[Start of Attachment]
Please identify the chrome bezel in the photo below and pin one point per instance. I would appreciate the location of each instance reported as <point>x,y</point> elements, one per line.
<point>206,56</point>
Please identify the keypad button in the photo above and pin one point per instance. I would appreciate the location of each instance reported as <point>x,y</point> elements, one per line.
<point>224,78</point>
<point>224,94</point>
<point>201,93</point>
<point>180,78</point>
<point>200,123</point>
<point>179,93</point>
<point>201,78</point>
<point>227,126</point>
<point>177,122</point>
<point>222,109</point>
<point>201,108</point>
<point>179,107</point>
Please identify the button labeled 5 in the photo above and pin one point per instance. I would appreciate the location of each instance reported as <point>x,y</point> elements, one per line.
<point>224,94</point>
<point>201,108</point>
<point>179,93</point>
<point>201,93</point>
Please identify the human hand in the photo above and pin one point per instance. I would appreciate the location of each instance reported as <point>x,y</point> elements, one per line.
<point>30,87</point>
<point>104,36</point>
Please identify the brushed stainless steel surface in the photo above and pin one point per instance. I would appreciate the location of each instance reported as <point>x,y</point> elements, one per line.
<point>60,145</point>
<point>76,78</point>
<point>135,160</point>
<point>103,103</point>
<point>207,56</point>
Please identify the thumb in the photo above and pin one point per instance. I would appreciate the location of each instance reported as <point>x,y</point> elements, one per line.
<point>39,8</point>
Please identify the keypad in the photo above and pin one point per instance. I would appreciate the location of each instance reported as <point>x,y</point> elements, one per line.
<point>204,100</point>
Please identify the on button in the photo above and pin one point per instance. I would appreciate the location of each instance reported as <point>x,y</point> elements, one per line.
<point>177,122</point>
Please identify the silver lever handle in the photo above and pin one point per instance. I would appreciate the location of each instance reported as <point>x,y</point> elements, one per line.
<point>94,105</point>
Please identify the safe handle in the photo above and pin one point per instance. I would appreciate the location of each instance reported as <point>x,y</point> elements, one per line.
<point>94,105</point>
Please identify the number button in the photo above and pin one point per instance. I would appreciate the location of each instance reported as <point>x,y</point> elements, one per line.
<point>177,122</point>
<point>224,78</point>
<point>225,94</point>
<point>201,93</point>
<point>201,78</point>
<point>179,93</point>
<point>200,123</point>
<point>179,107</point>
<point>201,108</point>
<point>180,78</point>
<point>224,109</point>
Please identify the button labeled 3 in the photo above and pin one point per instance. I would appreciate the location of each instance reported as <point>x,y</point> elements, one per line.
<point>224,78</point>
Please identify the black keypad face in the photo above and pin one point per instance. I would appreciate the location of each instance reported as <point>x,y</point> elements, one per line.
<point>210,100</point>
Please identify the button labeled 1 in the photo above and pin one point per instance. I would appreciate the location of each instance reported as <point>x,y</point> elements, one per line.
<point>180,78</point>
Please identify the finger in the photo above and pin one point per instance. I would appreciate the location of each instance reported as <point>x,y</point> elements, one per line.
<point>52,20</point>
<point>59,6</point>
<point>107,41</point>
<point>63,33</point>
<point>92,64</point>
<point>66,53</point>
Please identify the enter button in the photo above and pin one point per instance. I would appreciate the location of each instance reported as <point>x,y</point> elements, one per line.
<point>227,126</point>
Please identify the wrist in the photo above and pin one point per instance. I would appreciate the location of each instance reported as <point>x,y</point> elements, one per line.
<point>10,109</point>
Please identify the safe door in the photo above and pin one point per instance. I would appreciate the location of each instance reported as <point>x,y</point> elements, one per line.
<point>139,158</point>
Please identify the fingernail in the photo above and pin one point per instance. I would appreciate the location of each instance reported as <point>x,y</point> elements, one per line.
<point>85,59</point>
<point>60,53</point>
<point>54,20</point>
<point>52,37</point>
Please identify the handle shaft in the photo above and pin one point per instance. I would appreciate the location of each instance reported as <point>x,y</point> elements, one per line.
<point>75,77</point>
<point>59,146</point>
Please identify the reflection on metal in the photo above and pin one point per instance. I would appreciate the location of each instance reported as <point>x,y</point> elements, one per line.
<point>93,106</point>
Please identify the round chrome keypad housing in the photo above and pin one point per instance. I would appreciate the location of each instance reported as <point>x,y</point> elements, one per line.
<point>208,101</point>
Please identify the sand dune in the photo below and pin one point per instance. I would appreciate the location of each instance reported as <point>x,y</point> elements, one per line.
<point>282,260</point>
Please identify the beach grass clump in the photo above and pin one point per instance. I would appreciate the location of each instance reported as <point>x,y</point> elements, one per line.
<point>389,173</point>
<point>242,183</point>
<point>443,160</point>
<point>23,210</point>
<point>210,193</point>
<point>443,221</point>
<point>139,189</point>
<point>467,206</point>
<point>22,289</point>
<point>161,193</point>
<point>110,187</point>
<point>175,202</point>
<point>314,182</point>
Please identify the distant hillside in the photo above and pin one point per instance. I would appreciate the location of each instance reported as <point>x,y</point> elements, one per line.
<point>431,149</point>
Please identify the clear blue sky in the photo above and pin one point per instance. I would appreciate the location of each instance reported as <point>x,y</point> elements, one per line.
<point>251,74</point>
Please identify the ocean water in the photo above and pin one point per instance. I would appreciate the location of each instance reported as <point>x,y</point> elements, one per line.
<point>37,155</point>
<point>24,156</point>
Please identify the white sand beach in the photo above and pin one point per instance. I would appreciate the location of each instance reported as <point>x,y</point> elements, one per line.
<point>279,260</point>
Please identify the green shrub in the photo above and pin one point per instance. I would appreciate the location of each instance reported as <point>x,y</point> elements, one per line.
[End of Attachment]
PROBLEM REQUIREMENTS -
Output the complete set of records word for word.

SOLUTION TO THE EXERCISE -
Please identify the chrome bezel in the photo below and pin one point per instance. I would appreciate the location of each instance reported as <point>x,y</point> elements, one per line.
<point>206,56</point>
Please identify the keypad button in the photo above and pin one point per instance. I would appreciate the location of each instance reported as <point>x,y</point> elements, one per line.
<point>224,78</point>
<point>224,94</point>
<point>201,93</point>
<point>180,78</point>
<point>200,123</point>
<point>179,93</point>
<point>201,78</point>
<point>227,126</point>
<point>177,122</point>
<point>222,109</point>
<point>201,108</point>
<point>179,107</point>
Please identify the button labeled 5 in the photo above and pin one point per instance. I would appreciate the location of each instance reported as <point>x,y</point> elements, one per line.
<point>224,94</point>
<point>201,108</point>
<point>179,93</point>
<point>201,93</point>
Please identify the human hand in the photo above and pin one point per instance. I would appreciate the location of each instance reported as <point>x,y</point> elements, one per line.
<point>30,87</point>
<point>104,36</point>
Please identify the brushed stainless steel surface in the photo above and pin one point per instance. I would appreciate the location of each instance reported as <point>x,y</point> elements, one per line.
<point>60,145</point>
<point>76,78</point>
<point>135,160</point>
<point>103,103</point>
<point>207,56</point>
Please identify the thumb in the photo above and pin one point per instance. I would appreciate the location of each instance reported as <point>x,y</point> elements, one per line.
<point>39,8</point>
Please identify the keypad in the photo above and pin one point per instance. I would appreciate the location of each instance reported as <point>x,y</point> elements, one per line.
<point>204,100</point>
Please identify the on button in the photo above and pin one point per instance. I would appreciate the location of each instance reported as <point>x,y</point> elements, one per line.
<point>177,122</point>
Please identify the silver lever handle in the photo above and pin one point per instance. I would appreciate the location of each instance reported as <point>x,y</point> elements, one per line.
<point>94,105</point>
Please identify the safe handle in the photo above and pin one point per instance. I would appreciate the location of each instance reported as <point>x,y</point> elements, one per line.
<point>94,105</point>
Please identify the number button in the photo above and pin one point per instance. I would appreciate the location of each instance reported as <point>x,y</point> elements, one per line.
<point>177,122</point>
<point>224,78</point>
<point>225,94</point>
<point>201,93</point>
<point>201,78</point>
<point>179,93</point>
<point>200,123</point>
<point>179,107</point>
<point>201,108</point>
<point>180,78</point>
<point>224,109</point>
Please identify the button labeled 3 in the photo above and pin one point per instance. I would appreciate the location of each instance reported as <point>x,y</point> elements, one per line.
<point>224,78</point>
Please identify the black keypad face in the photo above and pin one point per instance. I would appreciate the location of each instance reported as <point>x,y</point> elements, one per line.
<point>210,100</point>
Please identify the button labeled 1 in the photo above and pin one point per instance. I would appreciate the location of each instance reported as <point>x,y</point> elements, one per line.
<point>180,78</point>
Please identify the finger in the photo above and pin one point per instance. I would appreciate the location of each instance reported as <point>x,y</point> elements, one per line.
<point>52,20</point>
<point>59,6</point>
<point>107,41</point>
<point>63,33</point>
<point>92,64</point>
<point>66,53</point>
Please identify the enter button in the photo above and pin one point per instance. I would appreciate the location of each instance reported as <point>x,y</point> elements, one per line.
<point>227,126</point>
Please identify the wrist in the photo above and pin one point per instance. I would appreciate the location of each instance reported as <point>x,y</point> elements, one per line.
<point>10,109</point>
Please identify the safe door in the photo above and pin one point per instance. I would appreciate the location of each instance reported as <point>x,y</point> elements, one per line.
<point>139,158</point>
Please identify the fingernail in the photo above and pin one point per instance. I would appreciate the location of each instance reported as <point>x,y</point> elements, one per line.
<point>85,59</point>
<point>60,53</point>
<point>54,20</point>
<point>52,37</point>
Please identify the handle shaft in the photo above and pin one point per instance. I would appreciate the location of each instance reported as <point>x,y</point> elements, one per line.
<point>75,77</point>
<point>59,146</point>
Please identify the reflection on metal in the photo above and pin one point per instance. I would appreciate the location of each instance reported as <point>x,y</point> elements, one per line.
<point>93,106</point>
Please identify the round chrome keypad housing in the photo above and pin one point per instance. I would appreciate the location of each instance reported as <point>x,y</point> elements, one per line.
<point>208,101</point>
Please identify the sand dune in the photo below and pin one point per instance. I would appreciate the location of each instance reported as <point>x,y</point> elements, one per line.
<point>282,260</point>
Please identify the beach grass clump in the photo above and pin one point per instance. I would appreciate the location of each instance reported as <point>x,y</point> elements, one per line.
<point>389,173</point>
<point>242,183</point>
<point>443,160</point>
<point>23,210</point>
<point>210,193</point>
<point>443,221</point>
<point>139,189</point>
<point>467,206</point>
<point>22,289</point>
<point>161,193</point>
<point>110,187</point>
<point>175,202</point>
<point>314,182</point>
Please identify the distant hillside in the photo above and pin one point per instance. I would appreciate the location of each instance reported as <point>x,y</point> elements, one per line.
<point>431,149</point>
Please identify the clear blue sky in the photo above and pin one point per instance. I would appreciate the location of each instance reported as <point>x,y</point> elements, one per line.
<point>251,74</point>
Please identify the ocean water in the photo above and pin one point per instance. I would appreciate the location of each instance reported as <point>x,y</point> elements, one per line.
<point>37,155</point>
<point>24,156</point>
Please identify the white sand beach in the photo above and pin one point per instance. I would appreciate the location of each instance reported as <point>x,y</point> elements, one per line.
<point>279,260</point>
Please identify the green shrub in the photo above and pin one point per instance. I would appreciate the location of each instance reported as <point>x,y</point> elements, one per line.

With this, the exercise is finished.